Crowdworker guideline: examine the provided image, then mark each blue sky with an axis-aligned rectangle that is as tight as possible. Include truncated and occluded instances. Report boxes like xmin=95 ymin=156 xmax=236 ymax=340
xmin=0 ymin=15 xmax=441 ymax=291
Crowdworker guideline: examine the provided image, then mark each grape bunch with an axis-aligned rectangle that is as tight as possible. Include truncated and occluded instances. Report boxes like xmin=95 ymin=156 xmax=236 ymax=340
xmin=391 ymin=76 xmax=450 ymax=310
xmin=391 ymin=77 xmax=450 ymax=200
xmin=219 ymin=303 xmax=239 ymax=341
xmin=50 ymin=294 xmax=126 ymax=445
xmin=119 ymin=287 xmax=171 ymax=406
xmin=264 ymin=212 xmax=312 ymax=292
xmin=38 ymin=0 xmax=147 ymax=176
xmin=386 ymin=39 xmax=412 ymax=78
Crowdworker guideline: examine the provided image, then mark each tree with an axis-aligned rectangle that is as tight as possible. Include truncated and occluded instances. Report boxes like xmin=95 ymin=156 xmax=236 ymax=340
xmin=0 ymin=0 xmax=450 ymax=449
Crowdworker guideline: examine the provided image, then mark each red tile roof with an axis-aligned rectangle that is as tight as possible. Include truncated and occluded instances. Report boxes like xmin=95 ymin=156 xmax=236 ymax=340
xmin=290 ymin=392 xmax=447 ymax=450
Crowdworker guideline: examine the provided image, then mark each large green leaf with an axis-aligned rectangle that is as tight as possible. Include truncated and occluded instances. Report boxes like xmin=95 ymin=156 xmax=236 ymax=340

__Written task__:
Convert the lines above into a Markdown table with two columns, Row and Line. Put each line's number under Row and its text under Line, and leave out blank lines.

__Answer for the task__:
| Row | Line |
|---|---|
| 1 | Crowdworker guideline: examine the provided image, then mark each blue sky with an axis-aligned rectangle that is as tight as possible. Include truncated and occluded instances. Report boxes like xmin=95 ymin=156 xmax=236 ymax=340 |
| 2 | xmin=0 ymin=15 xmax=441 ymax=291 |
| 3 | Crowdworker guideline: examine the provided image, then mark each grape bunch with an axis-aligned rectangle that is as tight as possible. Include truncated and occluded instances. Report boxes like xmin=95 ymin=156 xmax=236 ymax=340 |
| 4 | xmin=391 ymin=76 xmax=450 ymax=310 |
| 5 | xmin=391 ymin=77 xmax=450 ymax=200 |
| 6 | xmin=219 ymin=303 xmax=239 ymax=341 |
| 7 | xmin=50 ymin=294 xmax=126 ymax=445 |
| 8 | xmin=119 ymin=287 xmax=171 ymax=406 |
| 9 | xmin=264 ymin=212 xmax=312 ymax=292 |
| 10 | xmin=38 ymin=0 xmax=147 ymax=176 |
| 11 | xmin=386 ymin=39 xmax=412 ymax=78 |
| 12 | Crowdworker guideline: examine the provided image, then mark each tree with an axis-aligned rectangle that is as tight as possible. Include truncated and occluded instances. Report boxes like xmin=95 ymin=156 xmax=236 ymax=340 |
| 13 | xmin=0 ymin=0 xmax=450 ymax=449 |
| 14 | Crowdworker guideline: examine the provided image, then mark each red tile roof with an axis-aligned rectangle that is as tight as possible. Include truncated and occluded instances. Report boxes like xmin=95 ymin=156 xmax=236 ymax=340 |
| 15 | xmin=290 ymin=392 xmax=447 ymax=450 |
| 16 | Crowdworker guideline: examine the provided image, then mark each large green leaf with an axis-aligned rectangle that is as tight as possible. Include truncated and occluded instances. Report boxes like xmin=95 ymin=156 xmax=236 ymax=340 |